Given task
Repeat the part of the convention harassment account starting with "What could've been" and going on through "being an ally.".

== Selected excerpt

What did I learn? That some men just inherently value women less. That he was saying I had nothing to add, what he was saying was that I, as a woman, had nothing to add. He finally got frustrated and brought up my clothing, which really, was bringing it back to my gender.
Why is this harmful? A woman has a right to wear whatever she wants. She also has a right to wear clothing without it being commented on. She also has the right to be in a position of power at a convention and not have men resort to sexual harassment because they're upset a woman is in a position of power.
What could've been done differently? This player could've just walked away. Instead, he was upset that a woman had come over to the table to sort out what was going on and decided to yell at me for it. In reality, he should've walked away and realized he had been way out of bounds.
What an ally can do? Exactly what my allies did. My fellow admin, Camdon Wright stepped in, literally putting himself between me and this man twice, and escorted him out twice. He then checked in on me to see how I was and gave me agency to decide what to do. My employer, Mark Diaz Truman, who hired me to run the room also appeared immediately at my request, he listened to me, and asked what I wanted to do. That's being an ally.

====
== Given records

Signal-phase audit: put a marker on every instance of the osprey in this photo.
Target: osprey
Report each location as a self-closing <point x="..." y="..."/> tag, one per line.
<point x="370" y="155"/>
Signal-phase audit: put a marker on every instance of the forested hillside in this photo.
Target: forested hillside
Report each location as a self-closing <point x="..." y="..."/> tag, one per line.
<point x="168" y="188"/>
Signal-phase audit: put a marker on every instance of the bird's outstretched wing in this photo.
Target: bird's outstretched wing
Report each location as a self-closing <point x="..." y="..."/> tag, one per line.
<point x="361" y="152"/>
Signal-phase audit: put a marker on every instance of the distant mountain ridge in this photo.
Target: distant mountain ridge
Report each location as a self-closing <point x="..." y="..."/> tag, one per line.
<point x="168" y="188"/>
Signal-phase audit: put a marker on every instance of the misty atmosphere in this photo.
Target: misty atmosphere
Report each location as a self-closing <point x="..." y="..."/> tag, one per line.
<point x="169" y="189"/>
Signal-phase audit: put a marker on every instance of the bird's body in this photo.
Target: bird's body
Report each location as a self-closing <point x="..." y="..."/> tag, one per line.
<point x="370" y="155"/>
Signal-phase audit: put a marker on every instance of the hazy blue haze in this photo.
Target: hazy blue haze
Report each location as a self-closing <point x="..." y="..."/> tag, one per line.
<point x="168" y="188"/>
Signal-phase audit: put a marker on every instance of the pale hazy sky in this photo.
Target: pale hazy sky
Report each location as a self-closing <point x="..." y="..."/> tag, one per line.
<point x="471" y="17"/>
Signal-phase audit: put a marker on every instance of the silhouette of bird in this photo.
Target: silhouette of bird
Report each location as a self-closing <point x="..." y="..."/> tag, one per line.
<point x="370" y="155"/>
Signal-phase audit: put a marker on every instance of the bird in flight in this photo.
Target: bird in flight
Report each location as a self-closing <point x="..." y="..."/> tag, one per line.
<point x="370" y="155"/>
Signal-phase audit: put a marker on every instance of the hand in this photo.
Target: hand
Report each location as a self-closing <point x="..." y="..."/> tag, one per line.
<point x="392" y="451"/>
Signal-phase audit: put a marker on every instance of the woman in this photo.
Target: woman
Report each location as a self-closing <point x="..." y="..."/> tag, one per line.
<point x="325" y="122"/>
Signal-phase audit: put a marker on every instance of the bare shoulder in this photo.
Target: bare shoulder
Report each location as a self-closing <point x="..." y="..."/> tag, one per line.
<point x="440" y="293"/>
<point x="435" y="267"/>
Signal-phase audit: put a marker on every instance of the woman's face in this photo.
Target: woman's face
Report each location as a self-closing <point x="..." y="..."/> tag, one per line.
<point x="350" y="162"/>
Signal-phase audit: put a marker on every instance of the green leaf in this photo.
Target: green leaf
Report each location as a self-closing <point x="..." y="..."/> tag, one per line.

====

Answer to this task
What could've been done differently? This player could've just walked away. Instead, he was upset that a woman had come over to the table to sort out what was going on and decided to yell at me for it. In reality, he should've walked away and realized he had been way out of bounds.
What an ally can do? Exactly what my allies did. My fellow admin, Camdon Wright stepped in, literally putting himself between me and this man twice, and escorted him out twice. He then checked in on me to see how I was and gave me agency to decide what to do. My employer, Mark Diaz Truman, who hired me to run the room also appeared immediately at my request, he listened to me, and asked what I wanted to do. That's being an ally.